# Selected extract
□ □ □ □ □
These bible bashers were getting on Vanti's nerves.

Flying around in her mecha, she could see them all fighting on the ground. Ha, this would be easy, Brama had the pure force, Visnu had great amounts of energy though and could hold their own despite being a moon against a planet. 

"You crazy bible bashers, don't you have to go pray or something." 

She said as she floated around unloading a few more hundred rounds into the bodies of the suits. One thing she was grateful for was that Siva wasn't involved in this particular battle, its not like they liked to give Visnu backup but any chance they got to stick it to Brama they took it.

Vanti opened a com link across to the Visnu soilders, open to all that would hear her message.

"This is her royal highness, Princess Vanti Brama, don't bother trying to track my mecha from this transmission. But I am I here to offer you a deal, if you withdraw now and give us this base, no one else has to die, or that village to the east of here may become a casualty. Don't think that we of Brama care about you crazies, I only say this so we don't waste any more bullets, seeing as they are worth more than your life."

Vanti continued to fly around and filling everything she could will a ton of lead.


----------



## InfIchi (Feb 17, 2009)

"This is her royal highness, Princess Vanti Brama, don't bother trying to track my mecha from this transmission. But I am I here to offer you a deal, if you withdraw now and give us this base, no one else has to die, or that village to the east of here may become a casualty. Don't think that we of Brama care about you crazies, I only say this so we don't waste any more bullets, seeing as they are worth more than your life."
□ □ □ □ □
# Short task
Shorten the paragraph of the mecha battle excerpt that begins "She said as she floated," keeping its main facts.

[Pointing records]
□ □ □ □ □
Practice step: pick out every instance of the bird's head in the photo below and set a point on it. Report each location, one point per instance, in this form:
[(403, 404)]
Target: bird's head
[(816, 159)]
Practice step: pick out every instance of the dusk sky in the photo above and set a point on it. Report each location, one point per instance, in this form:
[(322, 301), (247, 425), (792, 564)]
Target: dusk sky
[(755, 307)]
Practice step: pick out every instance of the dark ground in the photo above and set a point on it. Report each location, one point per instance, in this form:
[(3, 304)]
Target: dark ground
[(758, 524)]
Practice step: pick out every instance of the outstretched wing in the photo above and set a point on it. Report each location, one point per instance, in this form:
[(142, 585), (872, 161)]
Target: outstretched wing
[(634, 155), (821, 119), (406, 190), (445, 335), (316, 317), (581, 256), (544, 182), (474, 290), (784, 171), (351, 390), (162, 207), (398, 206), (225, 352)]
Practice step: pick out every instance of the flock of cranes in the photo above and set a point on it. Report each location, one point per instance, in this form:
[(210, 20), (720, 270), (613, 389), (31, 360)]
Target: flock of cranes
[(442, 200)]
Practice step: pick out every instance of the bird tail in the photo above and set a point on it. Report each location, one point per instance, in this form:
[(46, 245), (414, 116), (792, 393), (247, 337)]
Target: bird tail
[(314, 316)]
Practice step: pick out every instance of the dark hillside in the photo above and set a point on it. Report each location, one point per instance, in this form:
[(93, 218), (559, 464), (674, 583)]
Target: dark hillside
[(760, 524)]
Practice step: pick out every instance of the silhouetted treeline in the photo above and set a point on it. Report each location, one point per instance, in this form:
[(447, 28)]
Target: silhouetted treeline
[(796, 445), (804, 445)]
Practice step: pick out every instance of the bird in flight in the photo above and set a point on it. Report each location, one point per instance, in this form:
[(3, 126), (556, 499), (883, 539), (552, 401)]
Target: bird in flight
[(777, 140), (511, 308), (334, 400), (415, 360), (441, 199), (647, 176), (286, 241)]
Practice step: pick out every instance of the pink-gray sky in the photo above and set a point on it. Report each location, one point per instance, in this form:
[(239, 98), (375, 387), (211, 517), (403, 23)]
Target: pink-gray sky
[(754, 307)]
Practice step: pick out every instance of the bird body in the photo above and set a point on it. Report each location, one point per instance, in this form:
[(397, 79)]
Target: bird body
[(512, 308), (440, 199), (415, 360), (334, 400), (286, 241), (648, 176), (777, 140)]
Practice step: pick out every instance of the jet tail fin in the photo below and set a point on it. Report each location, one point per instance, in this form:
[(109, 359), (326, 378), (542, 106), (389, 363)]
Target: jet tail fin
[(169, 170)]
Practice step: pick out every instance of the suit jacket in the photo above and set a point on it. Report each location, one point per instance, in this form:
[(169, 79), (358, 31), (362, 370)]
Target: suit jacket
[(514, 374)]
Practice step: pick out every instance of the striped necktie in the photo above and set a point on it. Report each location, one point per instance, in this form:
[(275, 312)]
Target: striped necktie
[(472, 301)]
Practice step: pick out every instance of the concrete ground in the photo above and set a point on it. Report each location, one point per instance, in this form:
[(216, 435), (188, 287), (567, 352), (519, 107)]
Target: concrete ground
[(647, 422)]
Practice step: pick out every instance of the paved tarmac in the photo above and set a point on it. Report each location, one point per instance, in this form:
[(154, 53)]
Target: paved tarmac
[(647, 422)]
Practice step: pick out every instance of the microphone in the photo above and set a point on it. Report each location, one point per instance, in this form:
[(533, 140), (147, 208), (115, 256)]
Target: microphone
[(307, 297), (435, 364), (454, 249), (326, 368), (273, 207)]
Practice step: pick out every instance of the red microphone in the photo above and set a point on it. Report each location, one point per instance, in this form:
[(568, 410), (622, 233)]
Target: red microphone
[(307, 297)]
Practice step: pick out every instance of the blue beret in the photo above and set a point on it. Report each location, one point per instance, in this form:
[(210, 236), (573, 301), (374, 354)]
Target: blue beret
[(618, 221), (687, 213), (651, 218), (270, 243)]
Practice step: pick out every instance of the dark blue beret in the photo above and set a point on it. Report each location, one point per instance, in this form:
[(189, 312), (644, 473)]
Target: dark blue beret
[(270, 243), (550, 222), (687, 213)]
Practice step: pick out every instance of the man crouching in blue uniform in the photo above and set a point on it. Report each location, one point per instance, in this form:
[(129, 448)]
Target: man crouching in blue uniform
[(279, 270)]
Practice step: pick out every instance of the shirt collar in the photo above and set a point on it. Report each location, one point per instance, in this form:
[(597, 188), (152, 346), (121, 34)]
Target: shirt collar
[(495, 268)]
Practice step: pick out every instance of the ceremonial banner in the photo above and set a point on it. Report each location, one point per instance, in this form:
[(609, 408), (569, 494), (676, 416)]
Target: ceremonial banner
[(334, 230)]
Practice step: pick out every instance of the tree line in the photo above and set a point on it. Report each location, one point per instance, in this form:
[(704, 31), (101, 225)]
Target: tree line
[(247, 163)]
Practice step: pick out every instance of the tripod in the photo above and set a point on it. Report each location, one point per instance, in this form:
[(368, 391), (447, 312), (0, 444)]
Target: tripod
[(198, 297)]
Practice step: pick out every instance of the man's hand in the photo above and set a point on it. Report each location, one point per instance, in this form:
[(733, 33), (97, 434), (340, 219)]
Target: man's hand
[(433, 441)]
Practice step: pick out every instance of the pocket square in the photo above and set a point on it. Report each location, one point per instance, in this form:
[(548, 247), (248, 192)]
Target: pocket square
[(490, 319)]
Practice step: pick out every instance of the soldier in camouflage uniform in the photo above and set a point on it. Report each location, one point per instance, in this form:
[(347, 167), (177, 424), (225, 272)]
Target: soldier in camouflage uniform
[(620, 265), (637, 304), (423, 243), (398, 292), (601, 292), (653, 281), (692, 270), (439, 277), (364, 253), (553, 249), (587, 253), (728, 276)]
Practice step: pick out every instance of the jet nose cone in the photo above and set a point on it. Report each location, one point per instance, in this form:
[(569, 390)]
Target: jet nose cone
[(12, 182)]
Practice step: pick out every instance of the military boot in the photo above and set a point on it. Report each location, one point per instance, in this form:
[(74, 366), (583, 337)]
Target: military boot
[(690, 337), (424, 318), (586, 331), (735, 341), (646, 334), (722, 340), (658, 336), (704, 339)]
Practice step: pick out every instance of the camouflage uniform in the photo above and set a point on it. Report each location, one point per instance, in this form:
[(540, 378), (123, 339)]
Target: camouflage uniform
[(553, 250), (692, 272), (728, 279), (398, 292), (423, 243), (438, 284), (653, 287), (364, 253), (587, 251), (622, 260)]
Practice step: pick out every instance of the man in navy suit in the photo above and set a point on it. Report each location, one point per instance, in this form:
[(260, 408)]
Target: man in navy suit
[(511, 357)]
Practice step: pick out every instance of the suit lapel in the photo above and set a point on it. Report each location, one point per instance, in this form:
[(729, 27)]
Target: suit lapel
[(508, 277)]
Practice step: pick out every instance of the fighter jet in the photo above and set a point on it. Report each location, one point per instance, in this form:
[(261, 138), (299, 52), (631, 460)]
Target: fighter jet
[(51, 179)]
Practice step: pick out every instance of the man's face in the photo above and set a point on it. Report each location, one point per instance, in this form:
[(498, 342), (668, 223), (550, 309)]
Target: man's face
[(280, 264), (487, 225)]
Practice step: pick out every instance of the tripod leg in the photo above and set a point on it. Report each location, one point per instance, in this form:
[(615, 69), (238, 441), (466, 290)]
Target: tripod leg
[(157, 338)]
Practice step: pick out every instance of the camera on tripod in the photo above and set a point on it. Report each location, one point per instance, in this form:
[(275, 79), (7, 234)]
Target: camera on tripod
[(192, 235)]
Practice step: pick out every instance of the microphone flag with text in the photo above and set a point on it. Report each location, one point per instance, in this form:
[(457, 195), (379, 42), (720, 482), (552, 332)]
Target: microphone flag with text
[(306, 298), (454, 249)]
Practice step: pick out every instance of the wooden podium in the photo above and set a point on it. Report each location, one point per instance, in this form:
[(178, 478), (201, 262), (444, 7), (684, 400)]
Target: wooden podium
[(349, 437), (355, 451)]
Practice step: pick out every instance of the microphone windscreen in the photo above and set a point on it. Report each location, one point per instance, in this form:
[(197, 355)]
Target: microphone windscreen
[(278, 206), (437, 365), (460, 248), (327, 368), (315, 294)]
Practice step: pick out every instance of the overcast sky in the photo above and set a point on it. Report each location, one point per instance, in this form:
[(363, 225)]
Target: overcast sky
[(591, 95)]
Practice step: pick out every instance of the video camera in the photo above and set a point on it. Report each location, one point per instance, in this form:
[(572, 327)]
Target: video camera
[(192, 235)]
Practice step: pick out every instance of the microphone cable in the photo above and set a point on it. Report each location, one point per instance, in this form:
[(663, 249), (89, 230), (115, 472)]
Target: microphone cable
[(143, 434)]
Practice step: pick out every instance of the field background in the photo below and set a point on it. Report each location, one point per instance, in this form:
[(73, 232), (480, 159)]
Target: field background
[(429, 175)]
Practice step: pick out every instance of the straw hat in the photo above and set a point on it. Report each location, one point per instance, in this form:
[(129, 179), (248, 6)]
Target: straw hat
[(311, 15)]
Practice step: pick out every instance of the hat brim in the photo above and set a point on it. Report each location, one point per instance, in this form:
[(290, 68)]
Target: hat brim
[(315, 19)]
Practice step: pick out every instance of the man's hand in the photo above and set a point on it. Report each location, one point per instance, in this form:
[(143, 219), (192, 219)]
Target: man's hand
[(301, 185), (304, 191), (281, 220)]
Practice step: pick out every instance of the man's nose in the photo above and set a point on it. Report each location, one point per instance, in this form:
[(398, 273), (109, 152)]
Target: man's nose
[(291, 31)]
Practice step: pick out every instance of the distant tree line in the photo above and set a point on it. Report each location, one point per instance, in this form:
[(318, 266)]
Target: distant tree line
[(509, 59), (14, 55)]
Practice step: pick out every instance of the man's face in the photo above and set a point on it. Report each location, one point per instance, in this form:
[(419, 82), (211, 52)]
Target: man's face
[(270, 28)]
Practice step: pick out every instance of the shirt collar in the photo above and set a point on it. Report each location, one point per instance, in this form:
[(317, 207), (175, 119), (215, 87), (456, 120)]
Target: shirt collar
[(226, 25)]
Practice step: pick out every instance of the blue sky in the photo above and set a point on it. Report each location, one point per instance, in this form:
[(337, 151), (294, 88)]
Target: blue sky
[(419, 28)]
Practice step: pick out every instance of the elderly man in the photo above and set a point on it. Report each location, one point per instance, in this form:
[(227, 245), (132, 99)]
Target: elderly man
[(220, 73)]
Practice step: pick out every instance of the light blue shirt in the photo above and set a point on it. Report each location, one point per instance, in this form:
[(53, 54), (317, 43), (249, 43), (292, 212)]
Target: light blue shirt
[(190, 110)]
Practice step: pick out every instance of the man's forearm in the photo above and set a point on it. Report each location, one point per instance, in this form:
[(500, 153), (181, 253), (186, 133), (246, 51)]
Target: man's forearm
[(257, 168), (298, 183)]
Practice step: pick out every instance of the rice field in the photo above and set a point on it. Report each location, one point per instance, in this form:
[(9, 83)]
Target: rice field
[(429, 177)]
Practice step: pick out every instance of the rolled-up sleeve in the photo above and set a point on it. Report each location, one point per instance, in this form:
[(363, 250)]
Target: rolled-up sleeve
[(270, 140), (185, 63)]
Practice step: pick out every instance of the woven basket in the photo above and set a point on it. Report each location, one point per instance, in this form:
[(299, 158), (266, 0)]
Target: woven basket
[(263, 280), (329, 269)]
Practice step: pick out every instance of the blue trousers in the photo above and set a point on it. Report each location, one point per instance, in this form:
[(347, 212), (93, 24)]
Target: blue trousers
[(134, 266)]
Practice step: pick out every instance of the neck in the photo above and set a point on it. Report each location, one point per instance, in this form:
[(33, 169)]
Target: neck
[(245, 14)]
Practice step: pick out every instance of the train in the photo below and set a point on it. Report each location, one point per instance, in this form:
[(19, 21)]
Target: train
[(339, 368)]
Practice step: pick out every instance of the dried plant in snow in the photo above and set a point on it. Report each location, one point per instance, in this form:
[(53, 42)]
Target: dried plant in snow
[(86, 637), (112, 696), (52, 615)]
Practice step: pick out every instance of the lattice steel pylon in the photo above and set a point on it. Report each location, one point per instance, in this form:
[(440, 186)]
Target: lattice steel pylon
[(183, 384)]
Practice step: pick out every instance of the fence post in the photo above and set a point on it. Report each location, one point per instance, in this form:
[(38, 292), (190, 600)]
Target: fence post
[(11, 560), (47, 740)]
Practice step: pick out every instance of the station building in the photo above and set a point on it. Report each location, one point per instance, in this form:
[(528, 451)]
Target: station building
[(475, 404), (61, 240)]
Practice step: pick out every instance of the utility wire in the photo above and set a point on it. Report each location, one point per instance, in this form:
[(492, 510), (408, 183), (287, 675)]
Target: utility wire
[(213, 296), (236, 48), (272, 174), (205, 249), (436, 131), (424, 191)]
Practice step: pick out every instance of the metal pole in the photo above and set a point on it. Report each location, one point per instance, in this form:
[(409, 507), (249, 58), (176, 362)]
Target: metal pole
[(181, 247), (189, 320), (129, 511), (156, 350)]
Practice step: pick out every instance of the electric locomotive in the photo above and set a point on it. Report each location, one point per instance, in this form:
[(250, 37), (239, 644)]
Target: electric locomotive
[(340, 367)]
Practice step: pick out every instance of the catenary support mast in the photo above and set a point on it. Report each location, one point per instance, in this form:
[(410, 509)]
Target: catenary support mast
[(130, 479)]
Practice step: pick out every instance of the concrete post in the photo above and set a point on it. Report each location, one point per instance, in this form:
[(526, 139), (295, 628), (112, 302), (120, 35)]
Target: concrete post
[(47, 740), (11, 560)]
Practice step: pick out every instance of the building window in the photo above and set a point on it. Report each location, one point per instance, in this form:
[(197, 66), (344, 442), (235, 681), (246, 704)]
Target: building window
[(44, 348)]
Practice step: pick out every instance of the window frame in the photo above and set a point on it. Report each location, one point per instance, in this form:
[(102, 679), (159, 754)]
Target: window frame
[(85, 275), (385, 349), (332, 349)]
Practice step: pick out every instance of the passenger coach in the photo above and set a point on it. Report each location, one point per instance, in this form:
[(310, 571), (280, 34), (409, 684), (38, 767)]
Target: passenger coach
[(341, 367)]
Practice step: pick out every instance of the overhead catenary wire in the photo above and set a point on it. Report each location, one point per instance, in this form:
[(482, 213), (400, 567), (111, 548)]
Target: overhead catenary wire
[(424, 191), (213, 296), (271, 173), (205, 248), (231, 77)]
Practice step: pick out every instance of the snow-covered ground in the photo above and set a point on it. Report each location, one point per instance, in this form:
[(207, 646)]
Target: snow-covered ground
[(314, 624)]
□ □ □ □ □
# Result below
While floating around, she fired a few hundred more rounds into the suits. She was grateful that Siva was not involved in this battle. Siva did not like backing up Visnu, but it took every chance to strike at Brama.